◆ **What is needed**:
Starting with the line that contains "Where can the light" and going on through the last line, write the lines out again, replacing "pixel values" with "pixel coordinates" and keeping everything else the same.
# # # # #
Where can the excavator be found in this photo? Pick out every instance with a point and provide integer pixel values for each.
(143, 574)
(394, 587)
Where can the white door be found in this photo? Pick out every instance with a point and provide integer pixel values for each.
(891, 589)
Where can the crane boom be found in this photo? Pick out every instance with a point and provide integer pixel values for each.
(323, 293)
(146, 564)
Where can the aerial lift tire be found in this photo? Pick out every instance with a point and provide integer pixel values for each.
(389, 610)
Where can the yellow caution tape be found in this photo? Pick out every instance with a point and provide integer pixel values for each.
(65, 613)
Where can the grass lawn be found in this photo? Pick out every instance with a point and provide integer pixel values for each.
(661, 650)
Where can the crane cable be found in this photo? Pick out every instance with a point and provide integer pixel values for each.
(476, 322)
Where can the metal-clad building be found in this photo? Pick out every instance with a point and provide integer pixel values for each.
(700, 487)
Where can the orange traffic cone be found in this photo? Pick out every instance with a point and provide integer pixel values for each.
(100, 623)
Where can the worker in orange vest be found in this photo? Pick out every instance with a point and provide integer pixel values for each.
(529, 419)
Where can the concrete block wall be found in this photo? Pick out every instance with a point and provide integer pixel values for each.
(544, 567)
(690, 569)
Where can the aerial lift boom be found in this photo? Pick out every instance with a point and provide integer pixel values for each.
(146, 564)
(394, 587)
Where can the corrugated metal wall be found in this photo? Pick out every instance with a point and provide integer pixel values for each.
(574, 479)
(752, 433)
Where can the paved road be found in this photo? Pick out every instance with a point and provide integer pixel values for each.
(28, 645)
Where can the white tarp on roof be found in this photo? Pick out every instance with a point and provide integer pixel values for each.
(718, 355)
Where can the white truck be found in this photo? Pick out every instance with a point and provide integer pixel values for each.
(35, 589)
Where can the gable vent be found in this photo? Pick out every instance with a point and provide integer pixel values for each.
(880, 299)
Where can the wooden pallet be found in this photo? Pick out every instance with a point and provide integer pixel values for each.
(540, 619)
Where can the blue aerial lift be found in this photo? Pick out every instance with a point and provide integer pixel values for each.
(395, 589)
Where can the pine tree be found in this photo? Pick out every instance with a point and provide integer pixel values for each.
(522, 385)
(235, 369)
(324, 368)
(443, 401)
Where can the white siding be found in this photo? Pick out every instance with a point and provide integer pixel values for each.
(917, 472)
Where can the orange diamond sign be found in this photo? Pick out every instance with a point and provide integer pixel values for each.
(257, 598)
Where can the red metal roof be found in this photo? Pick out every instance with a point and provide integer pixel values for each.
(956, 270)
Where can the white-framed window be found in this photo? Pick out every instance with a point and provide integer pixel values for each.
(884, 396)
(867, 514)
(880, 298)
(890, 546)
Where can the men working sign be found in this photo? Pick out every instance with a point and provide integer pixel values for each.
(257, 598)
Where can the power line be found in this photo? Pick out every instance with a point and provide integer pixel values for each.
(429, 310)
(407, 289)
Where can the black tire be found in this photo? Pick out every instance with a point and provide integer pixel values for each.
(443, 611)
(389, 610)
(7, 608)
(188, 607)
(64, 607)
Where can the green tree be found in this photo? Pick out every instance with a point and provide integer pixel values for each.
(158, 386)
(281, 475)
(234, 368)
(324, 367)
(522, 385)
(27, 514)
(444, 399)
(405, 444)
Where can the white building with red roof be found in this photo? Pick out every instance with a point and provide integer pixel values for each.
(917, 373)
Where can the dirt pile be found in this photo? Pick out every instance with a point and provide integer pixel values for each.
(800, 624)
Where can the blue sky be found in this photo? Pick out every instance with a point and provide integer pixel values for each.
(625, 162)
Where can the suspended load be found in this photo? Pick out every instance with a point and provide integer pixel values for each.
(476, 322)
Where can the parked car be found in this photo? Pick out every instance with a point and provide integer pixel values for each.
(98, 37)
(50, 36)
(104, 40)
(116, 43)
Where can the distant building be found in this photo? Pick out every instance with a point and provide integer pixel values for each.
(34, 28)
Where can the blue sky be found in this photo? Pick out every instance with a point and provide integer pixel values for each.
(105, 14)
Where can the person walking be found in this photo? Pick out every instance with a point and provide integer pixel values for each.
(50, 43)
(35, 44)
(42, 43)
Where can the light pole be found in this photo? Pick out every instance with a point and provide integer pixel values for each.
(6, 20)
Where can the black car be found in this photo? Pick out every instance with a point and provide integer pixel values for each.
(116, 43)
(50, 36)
# # # # #
◆ **Answer to this exercise**:
Where can the light pole be found in this photo? Pick out every instance with a point and provide integer pixel coordinates for each.
(6, 20)
Where can the black car be found in this photo? Pick out every instance with a point and provide integer pixel coordinates for each.
(116, 43)
(50, 36)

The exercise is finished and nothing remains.